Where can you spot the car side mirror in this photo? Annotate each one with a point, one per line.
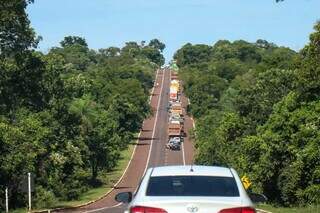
(258, 198)
(124, 197)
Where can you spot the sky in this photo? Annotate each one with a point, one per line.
(105, 23)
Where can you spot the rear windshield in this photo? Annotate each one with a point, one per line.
(192, 186)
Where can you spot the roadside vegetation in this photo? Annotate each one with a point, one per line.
(257, 109)
(66, 115)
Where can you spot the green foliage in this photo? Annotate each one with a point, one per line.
(263, 120)
(66, 115)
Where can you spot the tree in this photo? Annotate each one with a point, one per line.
(16, 35)
(73, 40)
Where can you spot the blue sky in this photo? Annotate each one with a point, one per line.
(105, 23)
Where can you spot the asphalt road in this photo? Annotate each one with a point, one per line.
(150, 150)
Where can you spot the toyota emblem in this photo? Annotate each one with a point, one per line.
(192, 209)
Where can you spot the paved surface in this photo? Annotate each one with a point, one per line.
(150, 150)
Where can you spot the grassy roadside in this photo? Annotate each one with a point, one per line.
(108, 179)
(307, 209)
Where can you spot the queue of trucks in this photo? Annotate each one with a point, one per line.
(176, 119)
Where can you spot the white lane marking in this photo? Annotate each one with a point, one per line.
(262, 211)
(154, 125)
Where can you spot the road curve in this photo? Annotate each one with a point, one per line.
(150, 150)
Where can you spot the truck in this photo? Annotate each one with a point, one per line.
(175, 129)
(173, 95)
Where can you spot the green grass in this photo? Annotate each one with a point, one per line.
(307, 209)
(108, 179)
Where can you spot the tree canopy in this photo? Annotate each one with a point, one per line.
(257, 109)
(65, 115)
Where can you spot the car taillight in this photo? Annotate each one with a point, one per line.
(144, 209)
(239, 210)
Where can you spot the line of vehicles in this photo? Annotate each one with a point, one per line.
(176, 120)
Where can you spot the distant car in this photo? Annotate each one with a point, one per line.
(189, 189)
(174, 144)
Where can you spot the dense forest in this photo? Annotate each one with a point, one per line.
(66, 115)
(257, 109)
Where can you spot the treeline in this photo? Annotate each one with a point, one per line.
(66, 115)
(257, 109)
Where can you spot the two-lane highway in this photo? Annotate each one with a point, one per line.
(150, 150)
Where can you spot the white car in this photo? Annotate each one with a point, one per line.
(189, 189)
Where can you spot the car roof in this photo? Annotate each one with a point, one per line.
(195, 171)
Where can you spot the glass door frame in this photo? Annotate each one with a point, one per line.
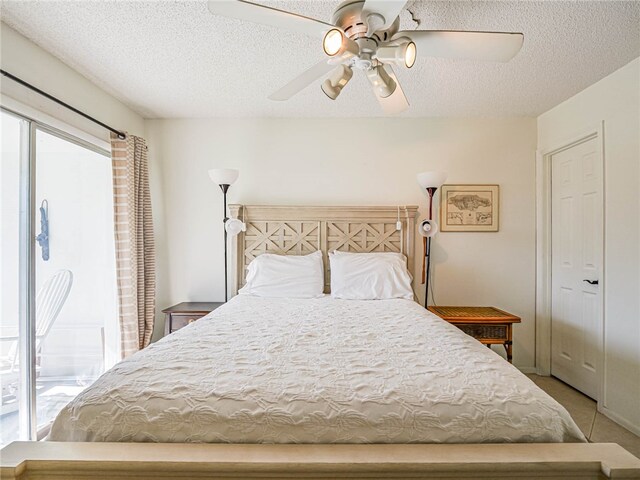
(27, 420)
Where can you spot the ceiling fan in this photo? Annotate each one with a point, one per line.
(363, 35)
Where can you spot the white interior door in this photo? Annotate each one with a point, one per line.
(577, 246)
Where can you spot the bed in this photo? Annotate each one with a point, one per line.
(277, 387)
(273, 370)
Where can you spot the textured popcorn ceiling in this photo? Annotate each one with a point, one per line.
(174, 59)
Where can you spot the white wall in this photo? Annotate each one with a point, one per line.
(24, 59)
(616, 101)
(350, 162)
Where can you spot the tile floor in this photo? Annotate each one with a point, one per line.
(595, 426)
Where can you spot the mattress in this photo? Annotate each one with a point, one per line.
(321, 370)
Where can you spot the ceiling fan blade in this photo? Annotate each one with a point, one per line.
(483, 46)
(256, 13)
(388, 9)
(303, 80)
(396, 102)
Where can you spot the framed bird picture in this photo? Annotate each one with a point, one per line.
(469, 208)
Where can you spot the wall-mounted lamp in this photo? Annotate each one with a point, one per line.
(224, 177)
(430, 181)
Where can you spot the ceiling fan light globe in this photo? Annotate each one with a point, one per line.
(403, 55)
(333, 85)
(333, 42)
(381, 82)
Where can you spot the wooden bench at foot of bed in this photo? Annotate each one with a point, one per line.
(75, 461)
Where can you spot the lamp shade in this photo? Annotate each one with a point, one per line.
(223, 176)
(431, 179)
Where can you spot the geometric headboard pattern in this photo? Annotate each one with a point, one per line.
(288, 230)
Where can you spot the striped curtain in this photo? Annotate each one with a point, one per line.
(135, 248)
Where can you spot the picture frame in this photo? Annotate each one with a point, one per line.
(469, 208)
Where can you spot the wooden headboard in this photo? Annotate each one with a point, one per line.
(288, 230)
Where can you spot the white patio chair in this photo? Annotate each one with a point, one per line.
(49, 301)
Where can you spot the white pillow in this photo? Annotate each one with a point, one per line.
(369, 276)
(270, 275)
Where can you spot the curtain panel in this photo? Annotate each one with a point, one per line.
(135, 247)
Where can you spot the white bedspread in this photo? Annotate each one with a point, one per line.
(315, 371)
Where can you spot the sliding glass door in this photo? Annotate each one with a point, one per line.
(59, 293)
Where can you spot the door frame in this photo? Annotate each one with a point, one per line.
(543, 249)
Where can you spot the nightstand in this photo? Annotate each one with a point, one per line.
(488, 325)
(184, 313)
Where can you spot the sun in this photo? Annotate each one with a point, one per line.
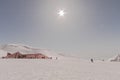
(61, 12)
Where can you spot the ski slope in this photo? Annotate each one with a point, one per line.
(61, 69)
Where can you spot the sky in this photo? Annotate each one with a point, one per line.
(90, 28)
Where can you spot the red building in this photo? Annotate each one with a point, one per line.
(26, 56)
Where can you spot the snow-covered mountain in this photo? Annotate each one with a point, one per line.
(24, 49)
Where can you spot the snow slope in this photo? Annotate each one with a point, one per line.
(12, 48)
(61, 69)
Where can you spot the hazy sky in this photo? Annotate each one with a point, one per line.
(90, 28)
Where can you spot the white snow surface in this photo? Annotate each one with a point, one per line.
(24, 49)
(61, 69)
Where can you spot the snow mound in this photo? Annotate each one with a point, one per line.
(24, 49)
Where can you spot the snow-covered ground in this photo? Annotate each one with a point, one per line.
(61, 69)
(64, 68)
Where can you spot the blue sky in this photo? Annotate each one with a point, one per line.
(89, 28)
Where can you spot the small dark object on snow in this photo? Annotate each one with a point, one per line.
(92, 60)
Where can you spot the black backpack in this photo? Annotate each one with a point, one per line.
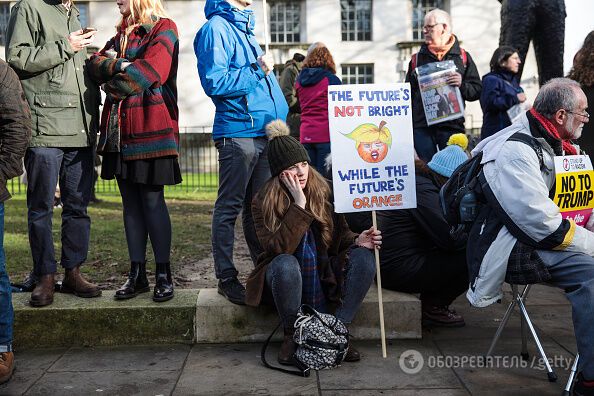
(461, 199)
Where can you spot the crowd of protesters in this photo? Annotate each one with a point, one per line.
(274, 175)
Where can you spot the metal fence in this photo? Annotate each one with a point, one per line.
(198, 162)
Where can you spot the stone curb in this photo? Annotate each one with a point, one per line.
(192, 316)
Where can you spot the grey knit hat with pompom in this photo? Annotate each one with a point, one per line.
(284, 150)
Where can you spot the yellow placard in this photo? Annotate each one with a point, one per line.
(574, 190)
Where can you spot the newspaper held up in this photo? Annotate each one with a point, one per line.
(441, 101)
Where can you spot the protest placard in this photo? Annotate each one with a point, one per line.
(372, 147)
(441, 101)
(574, 192)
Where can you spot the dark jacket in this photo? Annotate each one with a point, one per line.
(410, 235)
(287, 84)
(64, 101)
(586, 142)
(470, 88)
(145, 91)
(312, 91)
(294, 225)
(500, 93)
(15, 127)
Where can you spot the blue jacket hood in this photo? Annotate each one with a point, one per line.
(242, 19)
(312, 75)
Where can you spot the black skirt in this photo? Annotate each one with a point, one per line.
(154, 171)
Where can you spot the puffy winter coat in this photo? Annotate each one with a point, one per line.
(245, 98)
(518, 189)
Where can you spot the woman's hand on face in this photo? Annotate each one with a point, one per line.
(370, 239)
(291, 181)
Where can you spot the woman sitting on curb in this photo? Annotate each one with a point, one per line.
(310, 255)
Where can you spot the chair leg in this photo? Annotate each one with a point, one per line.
(503, 323)
(550, 373)
(567, 390)
(523, 326)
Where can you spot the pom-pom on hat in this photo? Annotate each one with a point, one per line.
(447, 160)
(284, 151)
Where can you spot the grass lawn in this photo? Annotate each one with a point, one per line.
(108, 261)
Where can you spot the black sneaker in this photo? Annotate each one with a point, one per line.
(583, 387)
(232, 290)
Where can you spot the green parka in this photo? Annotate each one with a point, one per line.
(64, 101)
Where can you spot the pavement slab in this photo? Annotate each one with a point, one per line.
(236, 369)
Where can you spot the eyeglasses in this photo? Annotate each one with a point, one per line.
(584, 114)
(430, 27)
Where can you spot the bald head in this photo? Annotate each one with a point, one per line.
(437, 29)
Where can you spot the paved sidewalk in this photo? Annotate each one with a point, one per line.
(449, 357)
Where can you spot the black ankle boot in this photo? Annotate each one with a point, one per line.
(163, 284)
(136, 283)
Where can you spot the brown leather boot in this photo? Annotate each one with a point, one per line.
(43, 294)
(288, 348)
(6, 366)
(75, 283)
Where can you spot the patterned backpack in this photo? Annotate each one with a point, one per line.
(322, 342)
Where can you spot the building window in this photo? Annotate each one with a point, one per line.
(4, 17)
(357, 73)
(285, 21)
(420, 8)
(83, 9)
(356, 20)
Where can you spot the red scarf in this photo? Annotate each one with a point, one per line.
(552, 131)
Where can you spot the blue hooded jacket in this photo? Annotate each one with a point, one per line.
(245, 98)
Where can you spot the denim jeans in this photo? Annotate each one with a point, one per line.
(73, 167)
(6, 315)
(430, 140)
(243, 169)
(574, 272)
(317, 154)
(283, 278)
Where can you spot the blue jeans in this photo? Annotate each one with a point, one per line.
(283, 278)
(243, 170)
(574, 272)
(74, 169)
(6, 315)
(430, 140)
(317, 154)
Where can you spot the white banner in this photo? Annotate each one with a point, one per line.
(372, 147)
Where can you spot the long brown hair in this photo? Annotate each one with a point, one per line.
(276, 200)
(320, 57)
(583, 69)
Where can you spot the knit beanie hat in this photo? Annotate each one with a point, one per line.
(447, 160)
(284, 151)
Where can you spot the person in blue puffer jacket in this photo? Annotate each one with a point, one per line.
(237, 76)
(501, 90)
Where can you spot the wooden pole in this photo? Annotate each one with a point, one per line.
(266, 38)
(379, 291)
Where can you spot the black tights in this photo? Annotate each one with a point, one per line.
(145, 214)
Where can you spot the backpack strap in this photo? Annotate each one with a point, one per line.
(304, 371)
(532, 142)
(415, 58)
(464, 56)
(414, 61)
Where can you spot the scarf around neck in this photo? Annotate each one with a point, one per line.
(549, 132)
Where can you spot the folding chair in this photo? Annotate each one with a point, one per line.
(525, 322)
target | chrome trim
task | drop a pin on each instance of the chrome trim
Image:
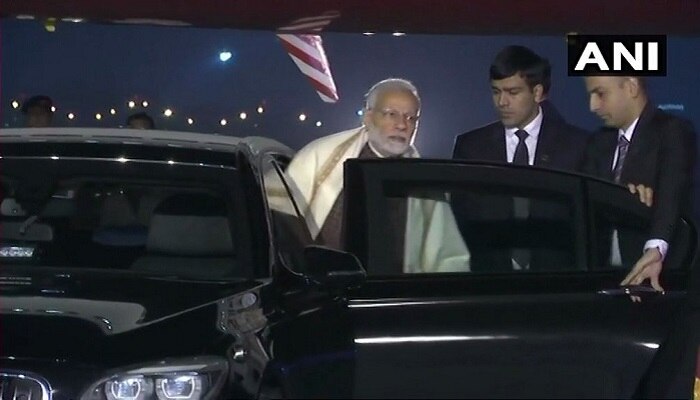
(10, 376)
(121, 160)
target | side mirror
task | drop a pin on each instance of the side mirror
(333, 268)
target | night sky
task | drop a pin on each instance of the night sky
(89, 68)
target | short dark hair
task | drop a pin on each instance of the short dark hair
(519, 59)
(142, 116)
(40, 101)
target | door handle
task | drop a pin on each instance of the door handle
(632, 290)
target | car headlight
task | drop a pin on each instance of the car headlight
(191, 379)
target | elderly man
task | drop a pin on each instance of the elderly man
(427, 238)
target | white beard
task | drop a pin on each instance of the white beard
(386, 146)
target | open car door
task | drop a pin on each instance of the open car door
(557, 325)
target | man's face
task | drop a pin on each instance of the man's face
(610, 98)
(392, 122)
(515, 101)
(38, 117)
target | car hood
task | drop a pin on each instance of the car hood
(94, 315)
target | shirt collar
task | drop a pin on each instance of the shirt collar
(532, 129)
(627, 133)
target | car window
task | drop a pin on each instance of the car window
(465, 228)
(143, 217)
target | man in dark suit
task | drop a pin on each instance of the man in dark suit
(527, 133)
(520, 81)
(651, 152)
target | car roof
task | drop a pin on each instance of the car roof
(160, 138)
(414, 16)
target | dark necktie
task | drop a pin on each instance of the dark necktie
(521, 156)
(622, 146)
(521, 206)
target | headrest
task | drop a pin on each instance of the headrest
(190, 225)
(117, 211)
(55, 207)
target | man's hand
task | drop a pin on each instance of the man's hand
(646, 194)
(647, 267)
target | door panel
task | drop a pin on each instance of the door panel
(545, 332)
(540, 344)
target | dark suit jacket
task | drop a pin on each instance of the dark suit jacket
(661, 155)
(559, 146)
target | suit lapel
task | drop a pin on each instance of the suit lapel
(639, 141)
(546, 143)
(610, 145)
(498, 146)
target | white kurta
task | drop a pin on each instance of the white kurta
(433, 242)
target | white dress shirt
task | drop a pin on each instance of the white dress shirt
(533, 131)
(661, 244)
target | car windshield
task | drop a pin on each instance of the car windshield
(162, 218)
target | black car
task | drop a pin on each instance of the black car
(163, 265)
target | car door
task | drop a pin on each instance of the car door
(557, 327)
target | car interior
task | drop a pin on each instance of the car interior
(151, 227)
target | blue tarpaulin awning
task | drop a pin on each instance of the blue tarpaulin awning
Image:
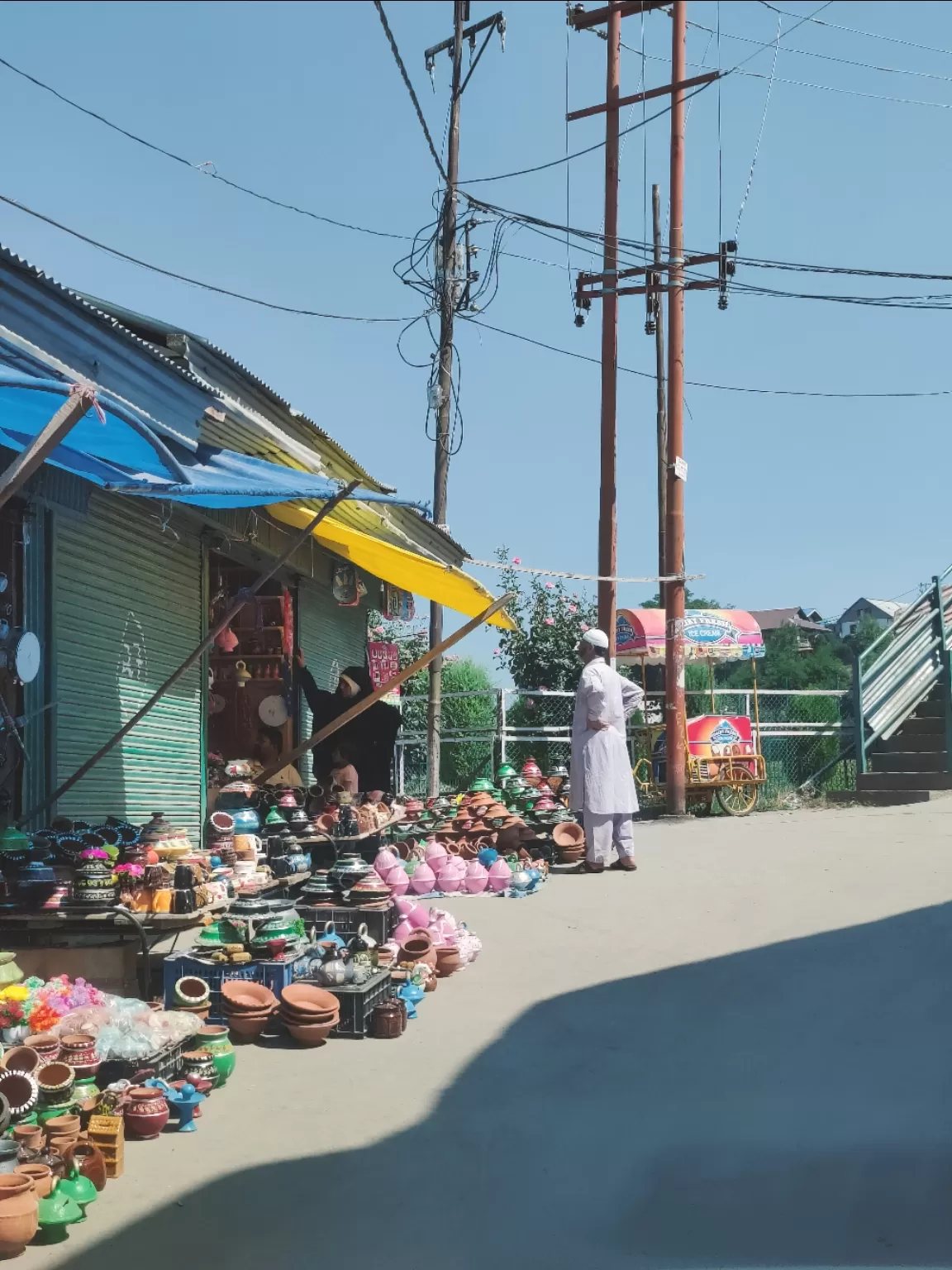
(128, 452)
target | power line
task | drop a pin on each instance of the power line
(854, 31)
(203, 169)
(409, 88)
(700, 384)
(182, 277)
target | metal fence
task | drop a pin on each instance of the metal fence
(800, 733)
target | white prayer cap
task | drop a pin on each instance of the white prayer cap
(596, 637)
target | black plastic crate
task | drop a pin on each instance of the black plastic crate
(380, 921)
(358, 1002)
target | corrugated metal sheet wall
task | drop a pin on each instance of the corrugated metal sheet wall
(126, 613)
(331, 637)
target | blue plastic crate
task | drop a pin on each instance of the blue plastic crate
(274, 974)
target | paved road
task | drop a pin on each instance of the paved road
(736, 1057)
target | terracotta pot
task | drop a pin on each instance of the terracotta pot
(30, 1137)
(418, 948)
(23, 1058)
(89, 1161)
(19, 1213)
(146, 1113)
(42, 1177)
(448, 960)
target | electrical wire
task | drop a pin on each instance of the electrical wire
(410, 89)
(182, 277)
(203, 169)
(700, 384)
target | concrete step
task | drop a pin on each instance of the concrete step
(905, 781)
(905, 742)
(885, 798)
(909, 761)
(928, 727)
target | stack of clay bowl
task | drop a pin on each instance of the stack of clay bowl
(248, 1007)
(310, 1014)
(569, 841)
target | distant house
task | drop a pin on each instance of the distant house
(807, 621)
(883, 613)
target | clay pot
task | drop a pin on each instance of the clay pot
(89, 1161)
(146, 1113)
(448, 960)
(28, 1137)
(79, 1051)
(19, 1213)
(418, 948)
(569, 834)
(21, 1058)
(42, 1177)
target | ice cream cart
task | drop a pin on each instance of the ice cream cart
(722, 752)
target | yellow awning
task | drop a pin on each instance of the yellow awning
(443, 583)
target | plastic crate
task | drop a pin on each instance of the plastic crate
(166, 1064)
(358, 1001)
(380, 921)
(274, 974)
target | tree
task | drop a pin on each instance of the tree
(550, 621)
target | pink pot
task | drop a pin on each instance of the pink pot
(423, 881)
(397, 881)
(476, 878)
(385, 862)
(499, 876)
(448, 879)
(402, 931)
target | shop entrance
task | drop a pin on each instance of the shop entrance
(250, 666)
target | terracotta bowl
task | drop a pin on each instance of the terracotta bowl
(306, 999)
(312, 1035)
(246, 995)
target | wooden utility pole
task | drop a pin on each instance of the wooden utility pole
(445, 284)
(656, 320)
(675, 718)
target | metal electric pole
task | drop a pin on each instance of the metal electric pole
(607, 286)
(448, 286)
(655, 325)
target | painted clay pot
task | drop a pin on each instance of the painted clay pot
(499, 876)
(215, 1042)
(21, 1058)
(423, 879)
(89, 1161)
(397, 881)
(418, 948)
(21, 1091)
(42, 1177)
(146, 1113)
(19, 1213)
(79, 1051)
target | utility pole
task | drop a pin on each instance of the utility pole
(655, 325)
(675, 718)
(448, 296)
(607, 286)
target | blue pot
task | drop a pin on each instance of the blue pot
(246, 819)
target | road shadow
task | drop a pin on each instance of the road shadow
(785, 1106)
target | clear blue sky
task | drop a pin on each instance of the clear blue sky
(790, 500)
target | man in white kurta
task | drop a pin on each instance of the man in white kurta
(602, 784)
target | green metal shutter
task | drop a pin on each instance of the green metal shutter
(126, 613)
(331, 637)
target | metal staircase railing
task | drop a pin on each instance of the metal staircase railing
(900, 668)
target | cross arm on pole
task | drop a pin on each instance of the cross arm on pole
(644, 97)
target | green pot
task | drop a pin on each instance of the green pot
(215, 1040)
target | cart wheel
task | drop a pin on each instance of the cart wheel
(738, 799)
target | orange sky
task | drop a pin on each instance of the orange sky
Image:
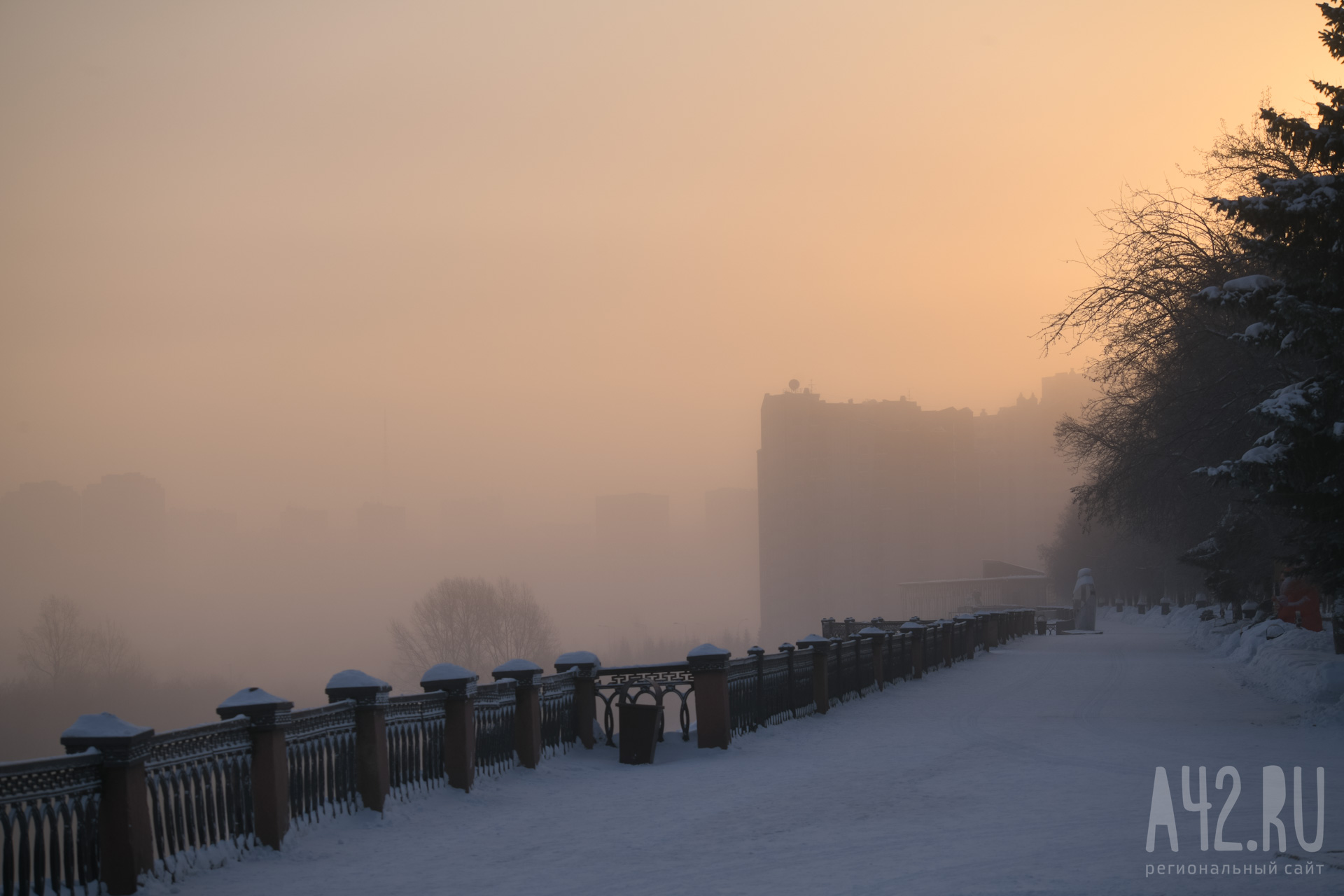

------

YOUR TASK »
Within the listing above, the range opens at the line with "target | blue plastic crate" and closes at the line with "target | concrete step". Reproduce exactly the lines of that range, including both ends.

REPLY »
target | blue plastic crate
task | drop a pin on each instance of the blue plastic crate
(274, 974)
target | paved road
task | drop a pin on each instance of the paved road
(736, 1057)
target | terracotta pot
task | drop a pin on each instance of the terracotta pot
(30, 1137)
(418, 948)
(23, 1058)
(89, 1161)
(19, 1213)
(146, 1113)
(42, 1177)
(448, 960)
target | electrical wire
task | drop a pin on each instance of the electrical wire
(410, 89)
(182, 277)
(203, 169)
(700, 384)
target | concrete step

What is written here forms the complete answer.